● **YOUR OBJECTIVE**: Rewrite all of the entries, replacing each "gets a single point" with "is marked with one point" and leaving everything else the same.

● **Object point labels**:
- - - - -

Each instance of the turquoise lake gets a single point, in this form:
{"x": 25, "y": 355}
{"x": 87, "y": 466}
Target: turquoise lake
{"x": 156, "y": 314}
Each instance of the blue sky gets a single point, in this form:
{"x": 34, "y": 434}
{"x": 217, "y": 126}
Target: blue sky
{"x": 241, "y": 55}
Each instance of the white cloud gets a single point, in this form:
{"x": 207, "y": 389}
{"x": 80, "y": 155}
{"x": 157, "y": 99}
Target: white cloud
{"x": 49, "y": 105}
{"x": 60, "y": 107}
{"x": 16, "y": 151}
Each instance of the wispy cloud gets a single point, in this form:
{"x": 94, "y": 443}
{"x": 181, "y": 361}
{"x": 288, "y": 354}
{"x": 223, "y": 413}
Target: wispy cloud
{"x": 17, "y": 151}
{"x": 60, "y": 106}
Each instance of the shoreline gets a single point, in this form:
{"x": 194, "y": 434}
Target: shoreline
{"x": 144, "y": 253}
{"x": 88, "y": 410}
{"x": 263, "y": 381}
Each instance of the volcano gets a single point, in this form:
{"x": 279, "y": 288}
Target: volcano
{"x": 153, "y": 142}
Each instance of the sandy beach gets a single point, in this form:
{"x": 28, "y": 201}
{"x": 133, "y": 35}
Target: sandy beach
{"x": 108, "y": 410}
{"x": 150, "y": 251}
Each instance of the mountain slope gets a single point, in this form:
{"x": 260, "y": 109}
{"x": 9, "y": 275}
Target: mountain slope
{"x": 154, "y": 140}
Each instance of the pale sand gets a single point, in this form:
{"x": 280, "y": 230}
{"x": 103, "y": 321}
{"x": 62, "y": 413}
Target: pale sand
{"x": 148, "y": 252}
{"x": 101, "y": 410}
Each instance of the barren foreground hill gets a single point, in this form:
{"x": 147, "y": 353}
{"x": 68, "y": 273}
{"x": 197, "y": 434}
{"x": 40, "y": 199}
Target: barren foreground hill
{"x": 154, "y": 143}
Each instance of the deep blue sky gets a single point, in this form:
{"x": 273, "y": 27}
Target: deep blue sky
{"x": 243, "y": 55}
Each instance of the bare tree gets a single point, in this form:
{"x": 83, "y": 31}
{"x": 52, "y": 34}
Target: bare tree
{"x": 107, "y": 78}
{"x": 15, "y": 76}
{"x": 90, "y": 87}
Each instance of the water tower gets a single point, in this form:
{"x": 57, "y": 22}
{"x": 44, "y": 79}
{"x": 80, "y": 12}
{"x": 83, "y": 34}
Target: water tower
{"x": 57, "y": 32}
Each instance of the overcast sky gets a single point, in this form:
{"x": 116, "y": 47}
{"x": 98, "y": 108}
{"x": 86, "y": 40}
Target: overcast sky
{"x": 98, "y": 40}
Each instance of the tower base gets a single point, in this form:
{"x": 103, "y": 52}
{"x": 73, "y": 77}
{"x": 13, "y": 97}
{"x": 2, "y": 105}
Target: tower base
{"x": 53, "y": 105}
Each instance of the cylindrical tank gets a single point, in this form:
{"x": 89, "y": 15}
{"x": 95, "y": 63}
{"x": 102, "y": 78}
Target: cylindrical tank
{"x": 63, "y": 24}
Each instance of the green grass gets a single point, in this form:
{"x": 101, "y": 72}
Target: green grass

- - - - -

● **RESULT**:
Each instance of the turquoise lake is marked with one point, in this form:
{"x": 25, "y": 355}
{"x": 87, "y": 466}
Target: turquoise lake
{"x": 156, "y": 314}
Each instance of the blue sky is marked with one point, in this form:
{"x": 34, "y": 434}
{"x": 217, "y": 126}
Target: blue sky
{"x": 241, "y": 55}
Each instance of the white cloud is marked with one point, in this form:
{"x": 207, "y": 389}
{"x": 80, "y": 155}
{"x": 157, "y": 99}
Target: white cloud
{"x": 49, "y": 105}
{"x": 60, "y": 107}
{"x": 16, "y": 151}
Each instance of the wispy cloud is marked with one point, in this form:
{"x": 94, "y": 443}
{"x": 181, "y": 361}
{"x": 288, "y": 354}
{"x": 223, "y": 413}
Target: wispy cloud
{"x": 17, "y": 151}
{"x": 60, "y": 106}
Each instance of the shoreline is marked with one point, in this form:
{"x": 194, "y": 434}
Target: shoreline
{"x": 144, "y": 253}
{"x": 88, "y": 410}
{"x": 263, "y": 381}
Each instance of the volcano is marked with one point, in this form:
{"x": 279, "y": 288}
Target: volcano
{"x": 153, "y": 142}
Each instance of the sandy beach is marked with one point, in this form:
{"x": 28, "y": 201}
{"x": 133, "y": 35}
Target: sandy beach
{"x": 108, "y": 410}
{"x": 150, "y": 251}
Each instance of the mountain slope is marked with one point, in this form:
{"x": 260, "y": 109}
{"x": 9, "y": 275}
Target: mountain slope
{"x": 154, "y": 140}
Each instance of the pale sand is marked with one point, in this form:
{"x": 280, "y": 230}
{"x": 103, "y": 321}
{"x": 62, "y": 413}
Target: pale sand
{"x": 148, "y": 252}
{"x": 101, "y": 410}
Each instance of the barren foreground hill is marked with one point, in this form:
{"x": 147, "y": 353}
{"x": 68, "y": 273}
{"x": 197, "y": 434}
{"x": 40, "y": 199}
Target: barren foreground hill
{"x": 154, "y": 143}
Each instance of the deep blue sky is marked with one point, in this form:
{"x": 273, "y": 27}
Target: deep blue sky
{"x": 243, "y": 55}
Each instance of the bare tree is marked with one point, in this form:
{"x": 83, "y": 31}
{"x": 52, "y": 34}
Target: bare tree
{"x": 107, "y": 78}
{"x": 15, "y": 76}
{"x": 90, "y": 87}
Each instance of the water tower is marked with one point, in this form:
{"x": 57, "y": 22}
{"x": 44, "y": 79}
{"x": 80, "y": 12}
{"x": 83, "y": 34}
Target: water tower
{"x": 57, "y": 32}
Each instance of the overcast sky is marked with one point, in this form:
{"x": 116, "y": 47}
{"x": 98, "y": 108}
{"x": 86, "y": 40}
Target: overcast sky
{"x": 98, "y": 40}
Each instance of the tower base is marked with one point, in this form:
{"x": 103, "y": 52}
{"x": 73, "y": 77}
{"x": 13, "y": 97}
{"x": 2, "y": 105}
Target: tower base
{"x": 53, "y": 105}
Each instance of the cylindrical tank is marked with one point, in this form:
{"x": 89, "y": 15}
{"x": 95, "y": 63}
{"x": 102, "y": 78}
Target: cylindrical tank
{"x": 63, "y": 24}
Each instance of the green grass is marked with one point, in this form:
{"x": 101, "y": 72}
Target: green grass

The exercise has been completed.